### Source extract
────────────────

In [15]:
import flappy_bird_gymnasium
import gymnasium
import torch
import torch.nn as nn
import torch.optim as optim
import random
import numpy as np
from collections import deque

GAMMA = 0.99
LEARNING_RATE = 0.001
BATCH_SIZE = 64
REPLAY_BUFFER_SIZE = 100000
TARGET_UPDATE_FREQ = 1000
FRAME_SKIP = 4

EPSILON_START = 1.0
EPSILON_END = 0.01
DECAY_RATE = 375000

In [16]:
class DQN(nn.Module):
    def __init__(self, input_dim, output_dim):
        super(DQN, self).__init__()
        self.fc = nn.Sequential(
            nn.Linear(input_dim, 256),
            nn.ReLU(),
            nn.Linear(256, 256),
            nn.ReLU(),
            nn.Linear(256, output_dim)
        )

    def forward(self, x):
        return self.fc(x)

In [17]:
class ReplayBuffer:
    def __init__(self, capacity):
        self.buffer = deque(maxlen=capacity)

    def push(self, state, action, reward, next_state, done):
        self.buffer.append((state, action, reward, next_state, done))

    def sample(self, batch_size):
        batch = random.sample(self.buffer, batch_size)
        states, actions, rewards, next_states, dones = zip(*batch)
        return (
            np.array(states, dtype=np.float32),
            np.array(actions),
            np.array(rewards, dtype=np.float32),
            np.array(next_states, dtype=np.float32),
            np.array(dones, dtype=np.float32),
        )

────────────────

### Records drawn from a data source
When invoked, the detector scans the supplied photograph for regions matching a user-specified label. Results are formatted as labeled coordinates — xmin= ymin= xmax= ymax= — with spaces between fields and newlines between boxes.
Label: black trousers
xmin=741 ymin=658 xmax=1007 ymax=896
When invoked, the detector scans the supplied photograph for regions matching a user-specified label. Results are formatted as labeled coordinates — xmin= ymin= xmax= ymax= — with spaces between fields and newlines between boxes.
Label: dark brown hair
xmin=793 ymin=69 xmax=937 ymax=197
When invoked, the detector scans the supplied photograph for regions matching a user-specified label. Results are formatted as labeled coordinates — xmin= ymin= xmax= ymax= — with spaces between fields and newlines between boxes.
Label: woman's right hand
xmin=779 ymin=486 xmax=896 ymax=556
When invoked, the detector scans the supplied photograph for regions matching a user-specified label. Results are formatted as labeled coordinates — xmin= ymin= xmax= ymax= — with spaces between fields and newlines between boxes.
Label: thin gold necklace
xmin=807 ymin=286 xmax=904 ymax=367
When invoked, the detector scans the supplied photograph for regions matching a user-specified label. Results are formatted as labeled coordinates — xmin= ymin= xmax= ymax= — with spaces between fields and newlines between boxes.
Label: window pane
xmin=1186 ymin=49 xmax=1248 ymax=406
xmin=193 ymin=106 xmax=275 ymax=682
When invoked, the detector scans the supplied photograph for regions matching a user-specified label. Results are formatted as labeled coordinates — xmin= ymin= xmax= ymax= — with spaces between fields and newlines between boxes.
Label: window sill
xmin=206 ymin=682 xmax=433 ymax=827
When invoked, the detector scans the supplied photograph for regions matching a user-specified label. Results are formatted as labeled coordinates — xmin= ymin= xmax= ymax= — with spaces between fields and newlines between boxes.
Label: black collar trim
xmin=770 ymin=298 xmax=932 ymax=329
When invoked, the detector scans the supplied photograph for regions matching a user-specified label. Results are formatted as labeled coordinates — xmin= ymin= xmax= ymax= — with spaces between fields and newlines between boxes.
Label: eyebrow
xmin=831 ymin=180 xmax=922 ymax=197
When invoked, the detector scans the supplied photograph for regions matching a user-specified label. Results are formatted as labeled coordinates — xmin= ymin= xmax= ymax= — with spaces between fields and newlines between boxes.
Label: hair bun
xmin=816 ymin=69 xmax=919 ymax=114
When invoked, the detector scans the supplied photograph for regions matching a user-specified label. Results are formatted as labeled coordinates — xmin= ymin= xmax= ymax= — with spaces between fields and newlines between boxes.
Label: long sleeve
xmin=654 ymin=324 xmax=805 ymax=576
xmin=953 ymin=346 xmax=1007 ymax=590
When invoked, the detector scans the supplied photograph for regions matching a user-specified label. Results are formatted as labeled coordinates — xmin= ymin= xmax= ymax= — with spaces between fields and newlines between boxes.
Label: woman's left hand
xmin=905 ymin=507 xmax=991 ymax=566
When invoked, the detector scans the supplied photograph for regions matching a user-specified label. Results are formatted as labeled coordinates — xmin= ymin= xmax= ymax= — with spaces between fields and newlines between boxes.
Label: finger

────────────────

### Challenges
(1) Decide whether each statement agrees with the DQN notebook code, answering yes or no and quoting the deciding words of the code: (a) The batch size is set to 64. (b) Each hidden layer of the network has 128 units. (c) The replay buffer is built on a deque with a maximum length.
(2) In the records, rename "detector" to "locator" in the part that opens at the start of the records and closes with the line containing "xmin=193 ymin=106 xmax=275 ymax=682", with both ends included. Reproduce only that part, leaving everything else unchanged.
The text and the records have no connection to each other.

### Expected outputs
(1)
(a) Yes: "BATCH_SIZE = 64"
(b) No: "nn.Linear(256, 256)"
(c) Yes: "self.buffer = deque(maxlen=capacity)"

(2)
When invoked, the locator scans the supplied photograph for regions matching a user-specified label. Results are formatted as labeled coordinates — xmin= ymin= xmax= ymax= — with spaces between fields and newlines between boxes.
Label: black trousers
xmin=741 ymin=658 xmax=1007 ymax=896
When invoked, the locator scans the supplied photograph for regions matching a user-specified label. Results are formatted as labeled coordinates — xmin= ymin= xmax= ymax= — with spaces between fields and newlines between boxes.
Label: dark brown hair
xmin=793 ymin=69 xmax=937 ymax=197
When invoked, the locator scans the supplied photograph for regions matching a user-specified label. Results are formatted as labeled coordinates — xmin= ymin= xmax= ymax= — with spaces between fields and newlines between boxes.
Label: woman's right hand
xmin=779 ymin=486 xmax=896 ymax=556
When invoked, the locator scans the supplied photograph for regions matching a user-specified label. Results are formatted as labeled coordinates — xmin= ymin= xmax= ymax= — with spaces between fields and newlines between boxes.
Label: thin gold necklace
xmin=807 ymin=286 xmax=904 ymax=367
When invoked, the locator scans the supplied photograph for regions matching a user-specified label. Results are formatted as labeled coordinates — xmin= ymin= xmax= ymax= — with spaces between fields and newlines between boxes.
Label: window pane
xmin=1186 ymin=49 xmax=1248 ymax=406
xmin=193 ymin=106 xmax=275 ymax=682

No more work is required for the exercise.